Task material |

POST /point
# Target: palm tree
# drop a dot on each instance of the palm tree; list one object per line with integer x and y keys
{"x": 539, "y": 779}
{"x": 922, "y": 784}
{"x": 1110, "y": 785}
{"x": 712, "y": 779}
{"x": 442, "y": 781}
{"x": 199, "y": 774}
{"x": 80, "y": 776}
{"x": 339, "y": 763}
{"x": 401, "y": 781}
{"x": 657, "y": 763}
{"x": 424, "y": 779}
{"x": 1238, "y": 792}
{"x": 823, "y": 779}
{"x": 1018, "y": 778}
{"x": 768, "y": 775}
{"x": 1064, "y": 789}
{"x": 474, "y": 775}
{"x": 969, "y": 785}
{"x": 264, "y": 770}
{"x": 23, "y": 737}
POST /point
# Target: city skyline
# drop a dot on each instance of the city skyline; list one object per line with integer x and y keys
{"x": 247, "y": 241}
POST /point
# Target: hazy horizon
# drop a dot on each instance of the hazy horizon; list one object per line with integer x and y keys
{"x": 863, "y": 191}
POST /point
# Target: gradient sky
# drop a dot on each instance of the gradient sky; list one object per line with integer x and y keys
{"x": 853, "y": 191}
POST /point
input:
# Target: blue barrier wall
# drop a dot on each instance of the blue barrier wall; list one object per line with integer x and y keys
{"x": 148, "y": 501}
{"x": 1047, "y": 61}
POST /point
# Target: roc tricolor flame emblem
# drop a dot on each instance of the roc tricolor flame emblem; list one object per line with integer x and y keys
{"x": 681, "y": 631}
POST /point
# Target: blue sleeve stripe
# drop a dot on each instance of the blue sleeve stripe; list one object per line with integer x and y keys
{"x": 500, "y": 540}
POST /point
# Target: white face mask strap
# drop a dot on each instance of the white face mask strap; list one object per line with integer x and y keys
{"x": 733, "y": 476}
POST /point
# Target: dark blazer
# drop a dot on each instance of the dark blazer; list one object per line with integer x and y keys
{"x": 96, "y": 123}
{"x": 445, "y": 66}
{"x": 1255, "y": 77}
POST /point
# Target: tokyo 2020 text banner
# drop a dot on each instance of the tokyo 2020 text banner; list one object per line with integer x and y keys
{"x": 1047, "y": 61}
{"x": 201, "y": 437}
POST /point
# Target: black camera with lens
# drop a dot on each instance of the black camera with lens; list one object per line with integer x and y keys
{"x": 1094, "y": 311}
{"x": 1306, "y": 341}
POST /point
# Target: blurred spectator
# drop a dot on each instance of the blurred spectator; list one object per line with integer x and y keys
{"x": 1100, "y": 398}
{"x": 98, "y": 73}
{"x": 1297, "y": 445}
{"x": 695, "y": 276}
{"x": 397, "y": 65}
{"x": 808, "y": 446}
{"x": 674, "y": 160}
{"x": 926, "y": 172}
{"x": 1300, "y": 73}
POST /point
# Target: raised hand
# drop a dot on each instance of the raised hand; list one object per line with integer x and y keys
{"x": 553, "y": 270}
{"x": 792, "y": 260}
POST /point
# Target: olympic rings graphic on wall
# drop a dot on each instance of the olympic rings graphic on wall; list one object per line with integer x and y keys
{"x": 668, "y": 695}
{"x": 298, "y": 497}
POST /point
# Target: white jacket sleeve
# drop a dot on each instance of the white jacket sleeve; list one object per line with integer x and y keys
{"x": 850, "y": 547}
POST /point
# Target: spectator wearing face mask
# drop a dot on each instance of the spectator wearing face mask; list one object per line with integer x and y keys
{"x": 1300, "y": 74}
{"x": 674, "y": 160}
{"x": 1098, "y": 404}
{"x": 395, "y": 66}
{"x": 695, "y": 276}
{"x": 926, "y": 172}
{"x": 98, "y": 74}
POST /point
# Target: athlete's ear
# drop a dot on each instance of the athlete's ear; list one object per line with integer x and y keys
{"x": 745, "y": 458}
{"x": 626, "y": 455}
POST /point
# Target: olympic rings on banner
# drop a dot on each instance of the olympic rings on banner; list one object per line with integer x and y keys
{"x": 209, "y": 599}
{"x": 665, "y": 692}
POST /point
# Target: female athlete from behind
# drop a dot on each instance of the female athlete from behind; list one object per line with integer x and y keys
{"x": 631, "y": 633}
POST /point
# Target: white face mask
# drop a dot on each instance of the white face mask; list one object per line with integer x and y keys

Request |
Pick out every line of the material that contains the string "graphic", with case counting, and copy each such line.

Full response |
# Target: olympic rings graphic on wall
# drop a dot on each instance of the olympic rings graphic on wall; list one object per line with integer x and y keys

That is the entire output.